INFORMATION SUPPLIED:
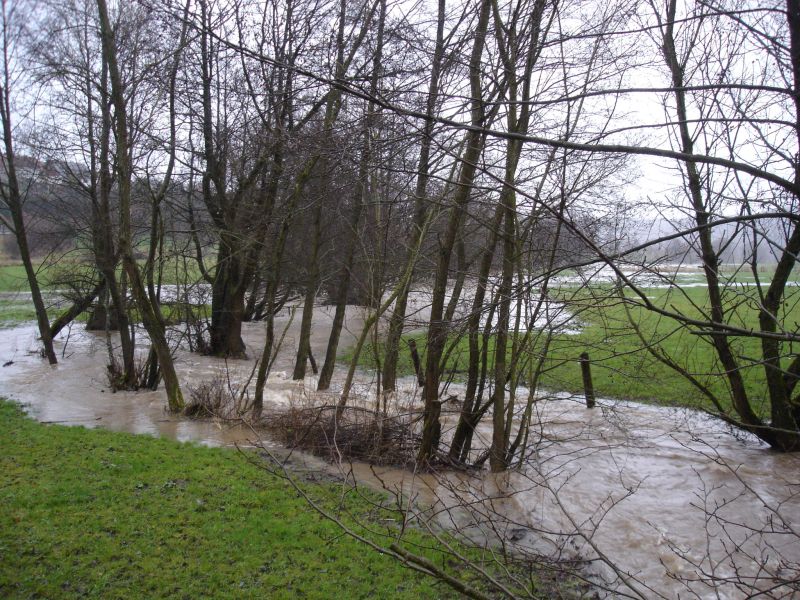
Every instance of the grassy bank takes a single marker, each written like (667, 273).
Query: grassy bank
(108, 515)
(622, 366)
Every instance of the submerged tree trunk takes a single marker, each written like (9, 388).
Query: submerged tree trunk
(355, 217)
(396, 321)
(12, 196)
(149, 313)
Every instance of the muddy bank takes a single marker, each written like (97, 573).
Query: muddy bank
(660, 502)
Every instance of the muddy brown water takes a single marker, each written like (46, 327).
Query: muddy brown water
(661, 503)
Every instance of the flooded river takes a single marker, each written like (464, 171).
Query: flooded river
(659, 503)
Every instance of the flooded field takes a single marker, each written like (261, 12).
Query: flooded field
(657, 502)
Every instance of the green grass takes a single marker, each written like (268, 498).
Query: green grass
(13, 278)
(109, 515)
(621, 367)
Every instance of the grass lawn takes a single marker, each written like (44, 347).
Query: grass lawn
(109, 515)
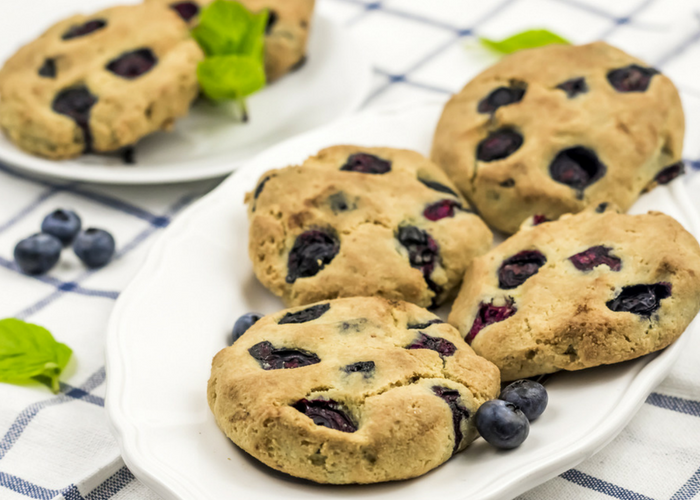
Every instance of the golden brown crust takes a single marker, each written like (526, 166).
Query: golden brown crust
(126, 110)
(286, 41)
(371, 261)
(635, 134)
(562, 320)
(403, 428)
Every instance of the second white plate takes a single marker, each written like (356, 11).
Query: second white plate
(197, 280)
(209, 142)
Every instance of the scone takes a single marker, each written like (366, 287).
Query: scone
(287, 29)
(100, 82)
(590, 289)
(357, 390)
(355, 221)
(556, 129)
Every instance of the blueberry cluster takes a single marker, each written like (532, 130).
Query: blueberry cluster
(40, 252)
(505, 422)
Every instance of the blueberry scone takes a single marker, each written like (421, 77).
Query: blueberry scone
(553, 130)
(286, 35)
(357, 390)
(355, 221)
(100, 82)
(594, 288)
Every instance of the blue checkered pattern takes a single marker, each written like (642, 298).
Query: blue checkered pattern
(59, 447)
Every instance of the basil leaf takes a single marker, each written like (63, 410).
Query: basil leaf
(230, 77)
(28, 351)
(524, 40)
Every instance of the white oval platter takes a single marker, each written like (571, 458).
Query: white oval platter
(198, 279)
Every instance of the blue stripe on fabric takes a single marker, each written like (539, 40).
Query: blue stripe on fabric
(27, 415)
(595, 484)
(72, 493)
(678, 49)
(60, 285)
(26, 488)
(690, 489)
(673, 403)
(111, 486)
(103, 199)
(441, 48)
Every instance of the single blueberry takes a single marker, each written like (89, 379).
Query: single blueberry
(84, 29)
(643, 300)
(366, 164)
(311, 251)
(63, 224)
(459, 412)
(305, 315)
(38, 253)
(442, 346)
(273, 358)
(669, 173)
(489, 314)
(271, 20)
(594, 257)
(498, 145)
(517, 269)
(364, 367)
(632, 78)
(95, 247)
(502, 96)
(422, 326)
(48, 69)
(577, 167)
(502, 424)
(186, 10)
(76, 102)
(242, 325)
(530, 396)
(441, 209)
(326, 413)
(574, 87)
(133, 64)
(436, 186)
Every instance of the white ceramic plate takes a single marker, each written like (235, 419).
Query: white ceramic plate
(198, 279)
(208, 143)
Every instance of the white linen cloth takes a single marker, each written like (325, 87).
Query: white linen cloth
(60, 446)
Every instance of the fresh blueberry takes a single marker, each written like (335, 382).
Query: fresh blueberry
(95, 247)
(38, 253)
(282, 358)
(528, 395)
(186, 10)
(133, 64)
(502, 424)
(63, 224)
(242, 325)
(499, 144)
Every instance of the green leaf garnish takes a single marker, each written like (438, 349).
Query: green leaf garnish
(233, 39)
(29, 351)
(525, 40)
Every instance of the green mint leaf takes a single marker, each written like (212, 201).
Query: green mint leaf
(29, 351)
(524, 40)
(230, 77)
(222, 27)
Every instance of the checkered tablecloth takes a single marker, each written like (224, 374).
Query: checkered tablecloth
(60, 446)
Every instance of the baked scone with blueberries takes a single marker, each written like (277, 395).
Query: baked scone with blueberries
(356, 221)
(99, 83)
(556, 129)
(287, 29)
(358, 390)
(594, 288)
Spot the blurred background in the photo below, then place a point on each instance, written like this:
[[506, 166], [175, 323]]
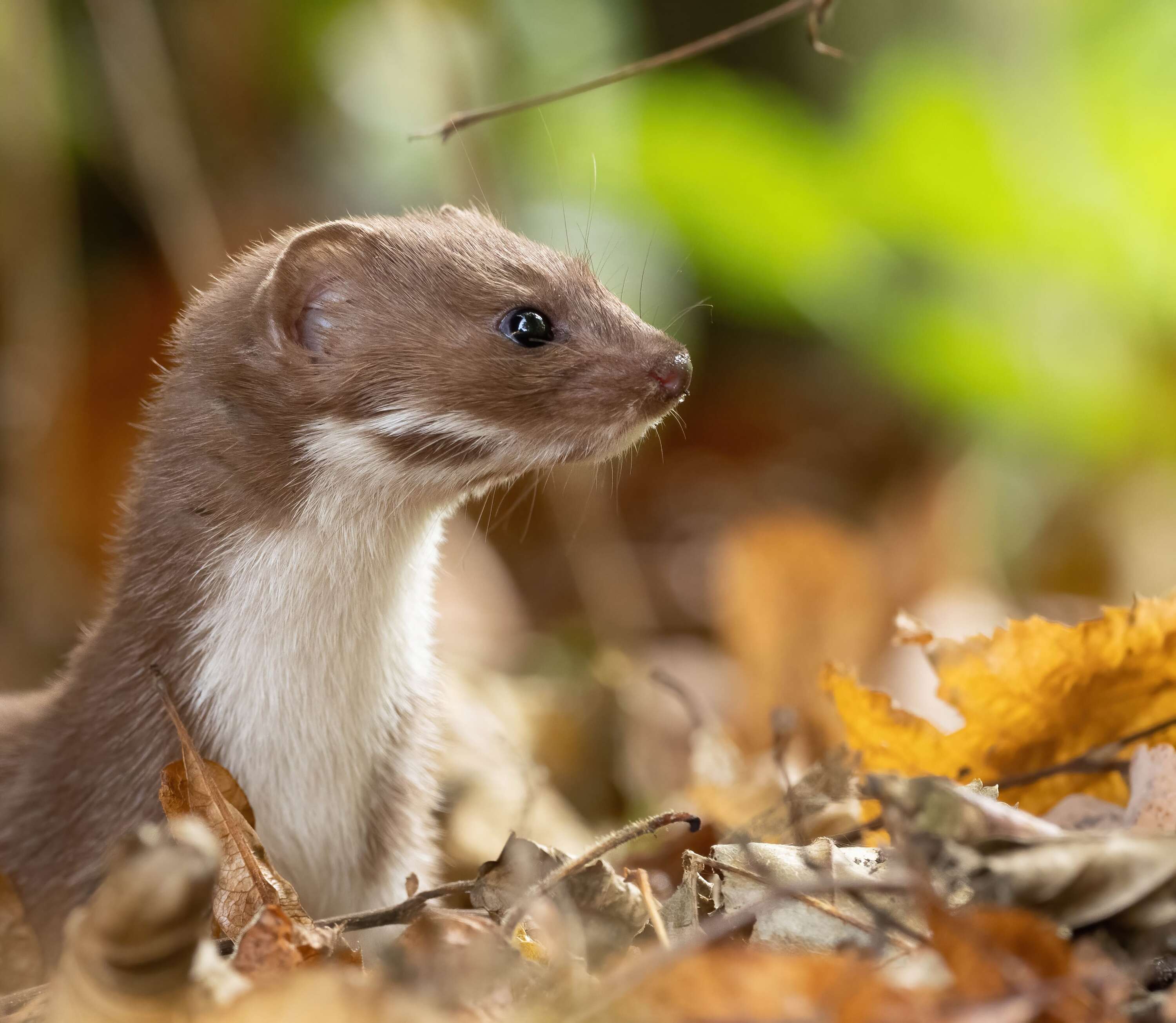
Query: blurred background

---

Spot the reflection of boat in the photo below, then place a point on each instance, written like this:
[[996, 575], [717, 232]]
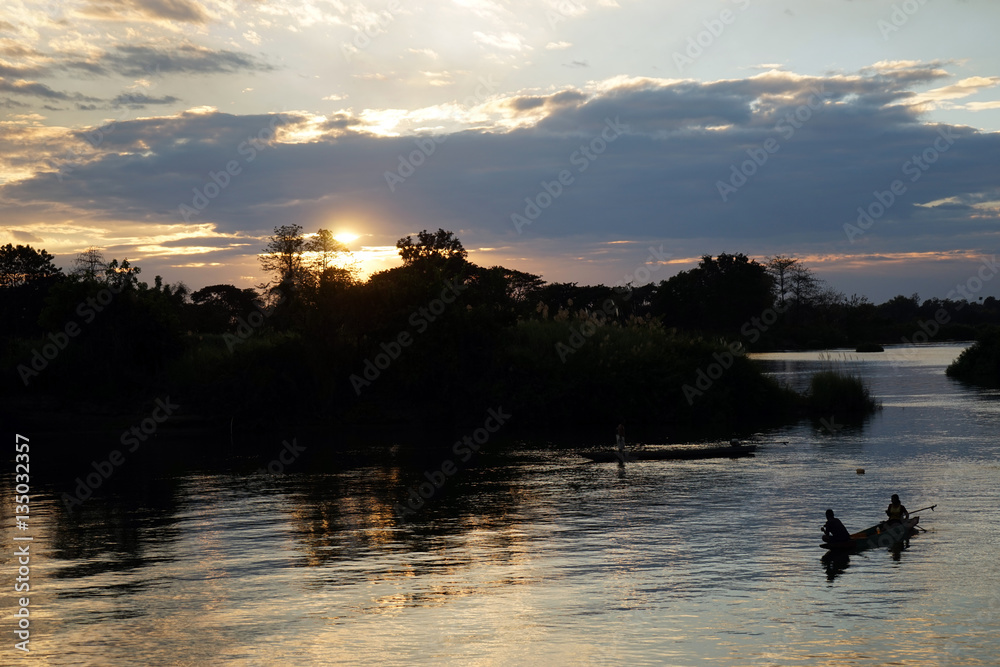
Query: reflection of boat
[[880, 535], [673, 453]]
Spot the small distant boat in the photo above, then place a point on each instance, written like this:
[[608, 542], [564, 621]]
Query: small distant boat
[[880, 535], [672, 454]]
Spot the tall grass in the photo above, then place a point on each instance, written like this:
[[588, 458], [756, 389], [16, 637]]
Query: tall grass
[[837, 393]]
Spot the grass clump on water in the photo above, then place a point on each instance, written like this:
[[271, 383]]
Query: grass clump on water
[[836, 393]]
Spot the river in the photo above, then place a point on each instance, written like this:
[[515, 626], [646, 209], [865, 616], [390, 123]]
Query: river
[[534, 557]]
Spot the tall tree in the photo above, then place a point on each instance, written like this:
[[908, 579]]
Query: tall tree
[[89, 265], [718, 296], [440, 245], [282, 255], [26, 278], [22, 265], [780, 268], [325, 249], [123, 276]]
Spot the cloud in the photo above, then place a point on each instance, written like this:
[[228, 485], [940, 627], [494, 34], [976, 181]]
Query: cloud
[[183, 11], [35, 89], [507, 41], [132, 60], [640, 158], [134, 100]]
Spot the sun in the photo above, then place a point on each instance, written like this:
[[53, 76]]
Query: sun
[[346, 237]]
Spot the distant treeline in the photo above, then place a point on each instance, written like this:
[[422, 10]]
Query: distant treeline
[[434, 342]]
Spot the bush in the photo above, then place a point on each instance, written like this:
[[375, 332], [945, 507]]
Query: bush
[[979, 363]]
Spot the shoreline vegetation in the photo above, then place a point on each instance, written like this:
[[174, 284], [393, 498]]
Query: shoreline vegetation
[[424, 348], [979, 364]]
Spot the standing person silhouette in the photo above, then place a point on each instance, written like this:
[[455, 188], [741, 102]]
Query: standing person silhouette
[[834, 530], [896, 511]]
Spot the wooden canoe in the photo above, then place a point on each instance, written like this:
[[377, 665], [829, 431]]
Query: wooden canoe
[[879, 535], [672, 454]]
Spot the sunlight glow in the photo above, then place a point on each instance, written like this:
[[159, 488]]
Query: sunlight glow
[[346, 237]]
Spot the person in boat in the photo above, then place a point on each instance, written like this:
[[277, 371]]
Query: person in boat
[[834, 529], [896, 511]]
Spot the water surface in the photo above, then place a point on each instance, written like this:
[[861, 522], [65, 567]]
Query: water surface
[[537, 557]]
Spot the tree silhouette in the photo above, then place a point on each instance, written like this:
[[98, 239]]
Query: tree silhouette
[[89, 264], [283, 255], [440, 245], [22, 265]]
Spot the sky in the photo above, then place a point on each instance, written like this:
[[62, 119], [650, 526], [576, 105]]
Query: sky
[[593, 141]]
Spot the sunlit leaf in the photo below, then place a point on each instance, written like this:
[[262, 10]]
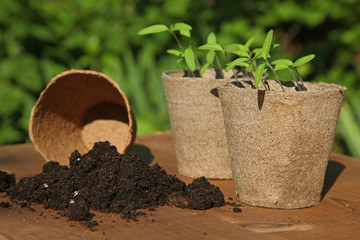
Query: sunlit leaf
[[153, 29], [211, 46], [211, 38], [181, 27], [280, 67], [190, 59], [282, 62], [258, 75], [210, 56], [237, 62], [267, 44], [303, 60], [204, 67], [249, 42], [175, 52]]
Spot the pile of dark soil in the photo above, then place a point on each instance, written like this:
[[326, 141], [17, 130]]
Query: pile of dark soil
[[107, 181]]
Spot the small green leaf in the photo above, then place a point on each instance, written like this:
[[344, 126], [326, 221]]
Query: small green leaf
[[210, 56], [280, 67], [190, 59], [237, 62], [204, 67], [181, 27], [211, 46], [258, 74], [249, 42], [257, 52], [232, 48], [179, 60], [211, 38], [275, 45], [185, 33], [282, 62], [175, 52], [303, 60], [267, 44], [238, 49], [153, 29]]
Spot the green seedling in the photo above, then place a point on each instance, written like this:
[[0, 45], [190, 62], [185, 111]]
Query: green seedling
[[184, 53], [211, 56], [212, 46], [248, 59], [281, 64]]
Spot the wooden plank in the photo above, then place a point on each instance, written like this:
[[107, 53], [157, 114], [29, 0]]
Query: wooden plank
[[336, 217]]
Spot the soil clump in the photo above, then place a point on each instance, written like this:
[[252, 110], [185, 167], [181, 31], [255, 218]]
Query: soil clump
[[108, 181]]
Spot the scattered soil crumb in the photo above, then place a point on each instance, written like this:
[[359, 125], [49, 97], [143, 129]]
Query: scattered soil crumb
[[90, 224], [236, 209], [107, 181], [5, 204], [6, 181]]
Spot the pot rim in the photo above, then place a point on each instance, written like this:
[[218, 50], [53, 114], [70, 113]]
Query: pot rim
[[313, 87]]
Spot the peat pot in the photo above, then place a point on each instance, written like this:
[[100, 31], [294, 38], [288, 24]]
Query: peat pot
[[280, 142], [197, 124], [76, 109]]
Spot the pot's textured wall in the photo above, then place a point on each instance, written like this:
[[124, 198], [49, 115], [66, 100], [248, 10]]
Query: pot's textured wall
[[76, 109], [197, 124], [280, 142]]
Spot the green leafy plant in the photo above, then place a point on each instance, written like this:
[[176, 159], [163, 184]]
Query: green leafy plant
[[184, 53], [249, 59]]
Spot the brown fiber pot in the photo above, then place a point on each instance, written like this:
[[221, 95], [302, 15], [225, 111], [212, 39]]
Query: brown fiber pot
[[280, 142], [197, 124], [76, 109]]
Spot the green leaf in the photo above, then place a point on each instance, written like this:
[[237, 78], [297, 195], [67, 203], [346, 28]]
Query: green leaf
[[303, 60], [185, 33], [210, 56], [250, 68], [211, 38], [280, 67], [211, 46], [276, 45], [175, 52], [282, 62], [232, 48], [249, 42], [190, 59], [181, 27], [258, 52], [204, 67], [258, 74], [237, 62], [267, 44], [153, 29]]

---

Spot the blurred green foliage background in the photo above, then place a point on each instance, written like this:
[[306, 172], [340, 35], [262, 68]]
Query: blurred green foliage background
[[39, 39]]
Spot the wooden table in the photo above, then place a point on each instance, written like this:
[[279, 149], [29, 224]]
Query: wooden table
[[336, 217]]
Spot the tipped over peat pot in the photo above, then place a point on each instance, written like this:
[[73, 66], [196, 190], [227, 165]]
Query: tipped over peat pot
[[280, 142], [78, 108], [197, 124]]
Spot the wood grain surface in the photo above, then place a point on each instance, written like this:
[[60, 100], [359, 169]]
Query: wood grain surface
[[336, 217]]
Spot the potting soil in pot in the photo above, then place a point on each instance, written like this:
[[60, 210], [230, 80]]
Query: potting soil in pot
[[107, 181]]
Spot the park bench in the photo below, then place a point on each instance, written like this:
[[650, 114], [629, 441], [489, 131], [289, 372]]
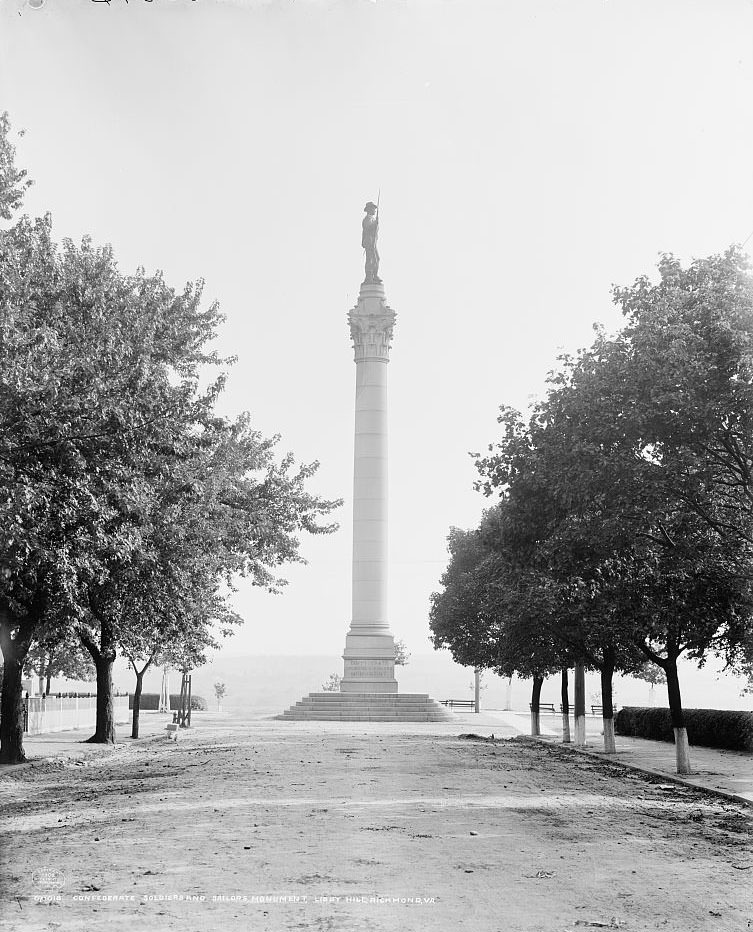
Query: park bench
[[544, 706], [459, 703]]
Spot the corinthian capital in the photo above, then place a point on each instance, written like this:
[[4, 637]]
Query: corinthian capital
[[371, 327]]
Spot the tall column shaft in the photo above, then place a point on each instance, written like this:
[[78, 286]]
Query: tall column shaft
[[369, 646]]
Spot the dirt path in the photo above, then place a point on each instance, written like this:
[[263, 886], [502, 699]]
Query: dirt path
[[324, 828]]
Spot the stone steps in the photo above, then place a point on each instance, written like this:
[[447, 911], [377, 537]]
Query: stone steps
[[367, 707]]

TASK TO COMPLETE:
Rewrite the stretch of material from the line containing "Spot the potting" through the line containing "[[324, 828]]", replacing "photo" with "image" and leaving everything else unchanged. Omit the pictures from your version.

TASK SOLUTION:
Spot the potting soil in pot in the image above, then place a point on each instance, written like this:
[[60, 210], [230, 80]]
Query: potting soil in pot
[[107, 181]]
Spot the park bench in the image below, then place a point on each instance, written like this:
[[650, 114], [629, 441], [489, 131], [289, 372]]
Query: park bench
[[544, 706], [459, 703]]
Spot the corinthian capital in the image above, then place a point on each instance, written like this:
[[4, 637]]
Query: corinthian capital
[[371, 327]]
Spot the tall column shaft in the image above, then place a point on each instance, written like this:
[[78, 286]]
Query: tall column shaft
[[369, 646]]
Spot the dirt path in the image above, then place a point on each instance, written like this:
[[263, 886], [502, 699]]
Query: dirt path
[[324, 828]]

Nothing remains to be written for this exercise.